> **TEXTO FORNECIDO**:
Sócrates, Sozomen e Gelásio afirmam que o Sínodo de Nicéia, bem como o de Elvira (cân. 33), quiseram decretar uma lei com respeito ao celibato. Essa lei proibiria todos os bispos, padres e diáconos (Sozomen acrescenta os subdiáconos) que estavam casados ao tempo de sua ordenação, de continuarem a viver com suas esposas. Mas, dizem esses historiadores, à lei se opôs, pública e decididamente, Pafúncio, bispo da cidade de Tebas Superior, no Egito, um homem de alta reputação, que tinha perdido um olho durante a perseguição de Maximino. Ele era célebre, também, por seus milagres e mereceu um grande respeito do Imperador, o qual freqüentemente beijava a órbita vazia do olho perdido. Pafúncio declarou com alta voz que “não devia ser imposto ao Clero um jugo demasiado pesado, porque o casamento e as relações matrimoniais eram em si mesmas honráveis e puras, porque a Igreja não devia ser prejudicada por uma severidade extrema, porque nem todos podiam viver em absoluta continência. Dessa maneira, não proibindo as relações matrimoniais, a virtude da esposa seria muito mais preservada, certamente. Ou seja, porque a esposa de um clérigo poderia ser levada ao mal em algum outro lugar, se seu marido deixasse de ter seu relacionamento matrimonial. A relação de um homem com sua mulher legal pode ser também uma relação casta. Seria suficiente, pois, de acordo com a antiga tradição da Igreja, que aqueles que são ordenados sem estarem casados, fossem proibidos de no futuro se casarem, mas aqueles clérigos que se casaram somente uma vez, ainda leigos, não deviam ser separados de suas esposas” (Gelásio acrescenta ainda: “ou que fosse leitor ou cantor”).

> **REGISTROS A PROCESSAR**:
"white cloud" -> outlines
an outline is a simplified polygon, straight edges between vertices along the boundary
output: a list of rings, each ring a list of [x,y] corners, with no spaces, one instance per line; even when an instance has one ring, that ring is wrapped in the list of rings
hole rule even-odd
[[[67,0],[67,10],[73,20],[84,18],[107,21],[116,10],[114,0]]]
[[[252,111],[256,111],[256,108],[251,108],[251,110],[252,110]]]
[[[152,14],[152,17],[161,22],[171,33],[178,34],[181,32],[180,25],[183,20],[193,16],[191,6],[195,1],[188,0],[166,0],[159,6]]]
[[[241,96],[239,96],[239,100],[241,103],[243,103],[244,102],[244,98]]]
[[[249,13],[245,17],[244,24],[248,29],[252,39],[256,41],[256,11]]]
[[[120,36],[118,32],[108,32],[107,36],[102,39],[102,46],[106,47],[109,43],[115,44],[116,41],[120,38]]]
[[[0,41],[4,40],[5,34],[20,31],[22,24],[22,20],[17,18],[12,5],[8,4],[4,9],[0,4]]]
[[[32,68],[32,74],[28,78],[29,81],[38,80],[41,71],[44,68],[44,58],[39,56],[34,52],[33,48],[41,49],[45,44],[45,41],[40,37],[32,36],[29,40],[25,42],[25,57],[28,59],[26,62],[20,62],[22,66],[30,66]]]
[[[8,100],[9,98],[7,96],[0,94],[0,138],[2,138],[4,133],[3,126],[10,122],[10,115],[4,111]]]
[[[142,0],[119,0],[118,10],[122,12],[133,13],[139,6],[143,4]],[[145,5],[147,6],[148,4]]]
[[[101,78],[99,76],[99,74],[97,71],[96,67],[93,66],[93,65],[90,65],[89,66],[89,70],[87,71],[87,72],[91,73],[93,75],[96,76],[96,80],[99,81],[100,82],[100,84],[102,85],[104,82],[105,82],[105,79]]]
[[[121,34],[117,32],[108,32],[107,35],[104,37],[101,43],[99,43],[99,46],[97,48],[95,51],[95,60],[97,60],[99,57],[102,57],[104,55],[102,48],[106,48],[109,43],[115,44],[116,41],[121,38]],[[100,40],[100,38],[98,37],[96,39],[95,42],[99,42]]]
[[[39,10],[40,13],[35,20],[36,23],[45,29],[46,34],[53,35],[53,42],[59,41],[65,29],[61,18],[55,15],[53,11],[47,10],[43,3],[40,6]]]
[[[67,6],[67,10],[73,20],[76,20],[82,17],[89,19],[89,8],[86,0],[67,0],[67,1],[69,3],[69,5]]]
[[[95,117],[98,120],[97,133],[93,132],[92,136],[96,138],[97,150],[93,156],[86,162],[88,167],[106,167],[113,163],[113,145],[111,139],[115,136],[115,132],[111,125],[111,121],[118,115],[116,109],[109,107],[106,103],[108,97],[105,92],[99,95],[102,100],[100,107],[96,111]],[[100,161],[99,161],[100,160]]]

> **TAREFAS A REALIZAR**:
a - De acordo com o texto fornecido, de que cidade Pafúncio era bispo?
b - Por favor, transcreva sem alterações as linhas dos registros desde o início deles até a linha que contém "[[[252,111],[256,111],[256,108],[251,108],[251,110],[252,110]]]", incluindo as duas pontas.

> **RESPOSTAS POR TAREFA**:
a - Da cidade de Tebas Superior, no Egito.

b -
"white cloud" -> outlines
an outline is a simplified polygon, straight edges between vertices along the boundary
output: a list of rings, each ring a list of [x,y] corners, with no spaces, one instance per line; even when an instance has one ring, that ring is wrapped in the list of rings
hole rule even-odd
[[[67,0],[67,10],[73,20],[84,18],[107,21],[116,10],[114,0]]]
[[[252,111],[256,111],[256,108],[251,108],[251,110],[252,110]]]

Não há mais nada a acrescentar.